PROBLEM: Locate each line in the items below that contains the string "colored", and copy every such line in full.

---------- THE DATA

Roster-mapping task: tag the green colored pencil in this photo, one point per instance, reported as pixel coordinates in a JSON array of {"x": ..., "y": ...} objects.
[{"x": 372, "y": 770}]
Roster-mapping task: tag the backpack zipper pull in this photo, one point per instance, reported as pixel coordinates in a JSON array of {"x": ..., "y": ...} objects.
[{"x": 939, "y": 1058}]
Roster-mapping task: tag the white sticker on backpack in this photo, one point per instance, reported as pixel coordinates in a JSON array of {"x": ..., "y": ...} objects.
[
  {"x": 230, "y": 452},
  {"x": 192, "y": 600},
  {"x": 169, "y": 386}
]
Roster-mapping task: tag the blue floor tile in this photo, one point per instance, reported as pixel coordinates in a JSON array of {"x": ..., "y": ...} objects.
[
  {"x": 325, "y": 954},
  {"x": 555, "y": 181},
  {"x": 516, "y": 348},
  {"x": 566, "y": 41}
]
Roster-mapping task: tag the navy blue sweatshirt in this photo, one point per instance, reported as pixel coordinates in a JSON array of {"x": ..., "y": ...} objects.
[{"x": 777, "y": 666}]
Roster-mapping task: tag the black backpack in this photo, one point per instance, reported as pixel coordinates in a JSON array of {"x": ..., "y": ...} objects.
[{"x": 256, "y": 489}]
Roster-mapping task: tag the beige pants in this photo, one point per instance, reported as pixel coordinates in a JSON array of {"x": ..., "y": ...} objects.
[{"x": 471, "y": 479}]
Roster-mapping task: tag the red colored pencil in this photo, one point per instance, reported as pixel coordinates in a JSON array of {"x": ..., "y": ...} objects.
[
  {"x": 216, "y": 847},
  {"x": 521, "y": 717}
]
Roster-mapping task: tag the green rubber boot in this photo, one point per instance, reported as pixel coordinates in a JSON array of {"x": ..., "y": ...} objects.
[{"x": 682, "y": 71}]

--------------------
---------- THE DATA

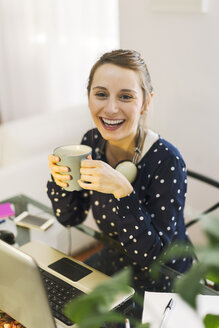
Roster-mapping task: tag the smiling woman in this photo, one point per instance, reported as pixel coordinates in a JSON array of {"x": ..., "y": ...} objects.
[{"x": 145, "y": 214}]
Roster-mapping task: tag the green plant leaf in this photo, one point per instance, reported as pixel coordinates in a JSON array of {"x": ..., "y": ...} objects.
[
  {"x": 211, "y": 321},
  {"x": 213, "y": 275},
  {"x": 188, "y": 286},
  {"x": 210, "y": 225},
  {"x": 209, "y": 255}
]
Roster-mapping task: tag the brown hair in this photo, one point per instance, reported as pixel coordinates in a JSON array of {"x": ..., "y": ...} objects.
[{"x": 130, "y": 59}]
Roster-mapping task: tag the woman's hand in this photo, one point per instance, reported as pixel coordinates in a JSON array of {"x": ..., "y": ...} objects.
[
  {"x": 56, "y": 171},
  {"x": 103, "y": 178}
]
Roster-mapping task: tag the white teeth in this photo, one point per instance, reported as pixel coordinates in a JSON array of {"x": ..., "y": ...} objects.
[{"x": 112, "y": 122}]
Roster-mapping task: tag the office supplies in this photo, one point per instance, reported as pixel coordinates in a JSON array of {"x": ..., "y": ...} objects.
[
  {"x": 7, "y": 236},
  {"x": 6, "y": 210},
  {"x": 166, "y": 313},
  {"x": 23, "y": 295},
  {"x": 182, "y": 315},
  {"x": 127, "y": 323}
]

--------------------

IN RESPONSE:
Roster-mapping task: tag the green colored pencil in this photo, one point per instance, reported as pixel coordinates in a JSON array of {"x": ..., "y": ...} objects.
Roster-mapping task: tag the red colored pencil in this photo, one point per instance, reported as pixel coordinates in a JSON array of {"x": ..., "y": ...} objects.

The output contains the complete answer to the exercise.